WORK TO BE COMPLETED: Repeat what the lines below say, word for word, and skip every image.

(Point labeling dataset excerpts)
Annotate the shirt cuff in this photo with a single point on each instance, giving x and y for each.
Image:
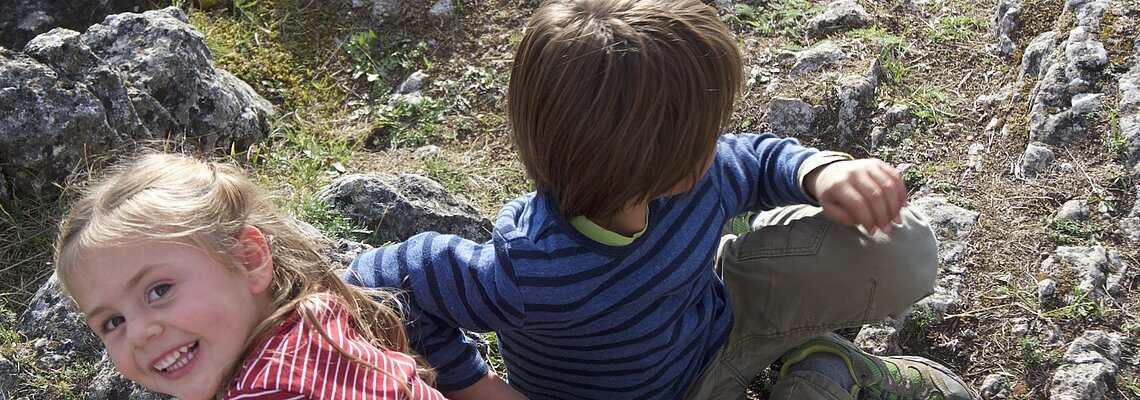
(814, 162)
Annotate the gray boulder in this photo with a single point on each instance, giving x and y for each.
(133, 78)
(1034, 161)
(816, 58)
(843, 15)
(53, 316)
(211, 107)
(23, 19)
(1088, 368)
(45, 122)
(110, 384)
(397, 207)
(1093, 267)
(1007, 21)
(791, 116)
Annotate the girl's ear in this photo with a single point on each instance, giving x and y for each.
(253, 254)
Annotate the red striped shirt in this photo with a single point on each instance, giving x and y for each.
(296, 362)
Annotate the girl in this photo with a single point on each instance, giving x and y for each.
(200, 287)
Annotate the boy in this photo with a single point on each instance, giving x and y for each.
(612, 280)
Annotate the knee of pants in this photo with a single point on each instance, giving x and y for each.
(908, 264)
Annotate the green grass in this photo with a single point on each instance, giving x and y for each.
(35, 378)
(780, 17)
(383, 60)
(892, 51)
(957, 27)
(27, 231)
(1071, 233)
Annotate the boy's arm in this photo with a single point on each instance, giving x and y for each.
(446, 283)
(489, 386)
(866, 192)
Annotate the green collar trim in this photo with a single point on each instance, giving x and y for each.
(601, 235)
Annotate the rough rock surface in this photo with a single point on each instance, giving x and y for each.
(135, 78)
(397, 207)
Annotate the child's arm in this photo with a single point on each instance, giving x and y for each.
(448, 283)
(490, 386)
(866, 192)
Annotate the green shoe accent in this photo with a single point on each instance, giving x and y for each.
(741, 223)
(885, 377)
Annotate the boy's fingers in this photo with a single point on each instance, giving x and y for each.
(874, 201)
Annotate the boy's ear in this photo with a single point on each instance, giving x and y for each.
(253, 254)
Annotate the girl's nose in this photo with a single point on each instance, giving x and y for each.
(144, 331)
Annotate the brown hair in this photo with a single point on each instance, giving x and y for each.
(169, 197)
(615, 101)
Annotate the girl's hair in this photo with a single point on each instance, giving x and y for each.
(615, 101)
(169, 197)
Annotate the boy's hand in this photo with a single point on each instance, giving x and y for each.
(864, 192)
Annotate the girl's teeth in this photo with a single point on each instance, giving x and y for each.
(177, 359)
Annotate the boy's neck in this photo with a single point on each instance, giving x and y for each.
(625, 222)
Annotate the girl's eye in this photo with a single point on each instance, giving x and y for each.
(112, 323)
(157, 291)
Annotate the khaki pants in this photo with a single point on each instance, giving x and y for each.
(797, 276)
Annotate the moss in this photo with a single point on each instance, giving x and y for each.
(1116, 35)
(283, 49)
(1041, 16)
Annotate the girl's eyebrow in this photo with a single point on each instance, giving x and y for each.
(130, 286)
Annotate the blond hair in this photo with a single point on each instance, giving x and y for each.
(615, 101)
(170, 197)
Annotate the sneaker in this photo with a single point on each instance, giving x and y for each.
(740, 223)
(885, 377)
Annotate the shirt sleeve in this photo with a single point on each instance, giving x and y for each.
(265, 394)
(448, 284)
(760, 171)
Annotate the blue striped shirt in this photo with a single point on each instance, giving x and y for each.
(577, 319)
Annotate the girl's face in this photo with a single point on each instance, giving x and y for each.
(171, 317)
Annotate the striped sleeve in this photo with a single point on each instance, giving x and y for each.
(762, 170)
(298, 362)
(455, 283)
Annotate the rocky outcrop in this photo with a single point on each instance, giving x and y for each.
(1088, 367)
(23, 19)
(135, 78)
(397, 207)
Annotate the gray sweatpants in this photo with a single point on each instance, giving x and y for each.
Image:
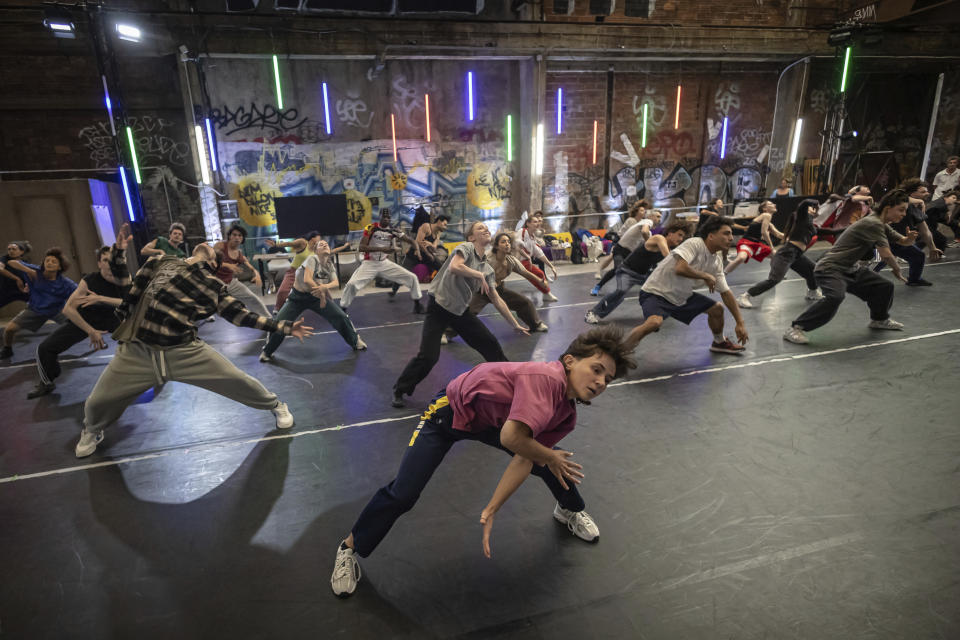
(136, 367)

RESULT OF THIS EXERCISE:
Annotate the shirt cuff in this photo with a single point on each instance, giving x and y for each.
Image:
(814, 162)
Annotate the gray boulder in this photo with a single point on each instance, giving x and y for each.
(133, 78)
(1034, 161)
(816, 58)
(843, 15)
(53, 316)
(211, 107)
(23, 19)
(1088, 368)
(45, 122)
(110, 384)
(397, 207)
(1093, 267)
(1007, 21)
(791, 116)
Annotate the girl's ear in this photo with a single point on each instance, giving x and y for each.
(253, 254)
Annotate the red striped shirt in this photo with a single point on each instance, giving x and y for each.
(296, 362)
Annotate the girl in this photo with a single point on each instance, giving x and y for each.
(200, 287)
Annotate the boy in this photo with a single point on each instance, giving x and y for each.
(612, 280)
Annotate the knee of pants in this photo with a single point on each instance, giving x and y for each.
(908, 264)
Annotate the green grass in this photo with a single point on each instance, giving x and y for each.
(35, 378)
(780, 17)
(383, 60)
(892, 51)
(957, 27)
(27, 231)
(1071, 233)
Annotate the boy's arm in this photo with a single point on each instance, giving x and y for each.
(446, 283)
(489, 386)
(866, 192)
Annotate the green collar trim in this photo with a single point on each instance, giving x and y for each.
(601, 235)
Annotate the rough rock surface in this photo with a single point on each instance, giving x and y for each.
(135, 78)
(397, 207)
Annotate the child's arm in this photo with a single point on each instance, giving x and y for each.
(448, 283)
(490, 386)
(866, 192)
Annotate the green shoe accent in this photo with a single point on each instance, giving x and y for each.
(741, 223)
(885, 377)
Annotate the boy's fingers in this photo with a single point on each instance, giving x and y for each.
(874, 201)
Annotate the boy's ear in this photo with a single point on each instance, giving x and y for each.
(253, 254)
Annotate the girl's nose in this photo with a single point on each instance, giving x and y for each.
(144, 331)
Annotate the brown hair in this photo with a single point on each instance, giving x and y for each.
(169, 197)
(615, 101)
Annotate the girl's hair in this photo with a single point on each instance, giving x and y for each.
(615, 101)
(169, 197)
Annotate the boy's hand in this photo with a single point on each instance, giving x and y for each.
(864, 192)
Annotate the girl's teeth in this photo with a single point on each instance, giving x and y for each.
(177, 359)
Annotate the boy's neck in this photo with a single point on each instance, giving x and y for each.
(625, 222)
Annotate the girl's eye in this photo with a single point on each instance, giving x and y for each.
(112, 323)
(157, 291)
Annotate the khaki pants in this photo with a single point on each instance, giving x and y for each.
(797, 276)
Annotate the moss in this photo with a single point on each instance, giving x and y for each.
(1116, 35)
(283, 49)
(1041, 16)
Annotate the girl's eyebrow in this photo with a single point on each instance, giving x and y for each.
(130, 286)
Annotate the blond hair in this photo with a single point on each instance, giving x and y for each.
(615, 101)
(170, 197)
Annotate the sneaker in this photo with a single point on each instance, giving x and y for each.
(740, 223)
(885, 377)
Annotate the shirt sleeve in this photo with a single point on each instance, giving x and y for each.
(265, 394)
(448, 284)
(760, 171)
Annotate the blue striped shirt in this photo with a single point on each instance, giving x and y for each.
(577, 319)
Annotate the girl's face in this photo with a single point on each instance, giving x and y for each.
(171, 317)
Annotate the striped sleeve in this photo with a single point on each instance, giving x and y for each.
(762, 170)
(298, 362)
(455, 283)
Annotate the rocky outcrop in this photo with a single point on each instance, giving x and y for each.
(1088, 367)
(23, 19)
(135, 78)
(397, 207)
Annotate the gray sweatpants in this photo with a single point on each instance, giving x and y for each.
Image:
(136, 367)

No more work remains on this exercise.